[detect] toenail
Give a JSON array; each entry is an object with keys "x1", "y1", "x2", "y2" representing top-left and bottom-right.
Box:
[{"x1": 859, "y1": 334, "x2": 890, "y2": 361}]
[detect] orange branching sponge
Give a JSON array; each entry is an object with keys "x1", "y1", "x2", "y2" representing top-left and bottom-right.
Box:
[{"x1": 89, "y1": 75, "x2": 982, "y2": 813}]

______________________________

* **Direction**
Edit the records above, replacing every "top-left" with "upper-left" and leaving everything else unchanged.

* **Answer for this exercise**
[detect] toenail
Give a JSON array; each entry is an object with keys "x1", "y1", "x2", "y2" representing upper-left and bottom-right.
Box:
[{"x1": 859, "y1": 334, "x2": 890, "y2": 361}]
[detect] orange branching sponge
Give a JSON array; each entry is an object with keys "x1", "y1", "x2", "y2" representing upper-left and bottom-right.
Box:
[{"x1": 89, "y1": 75, "x2": 982, "y2": 813}]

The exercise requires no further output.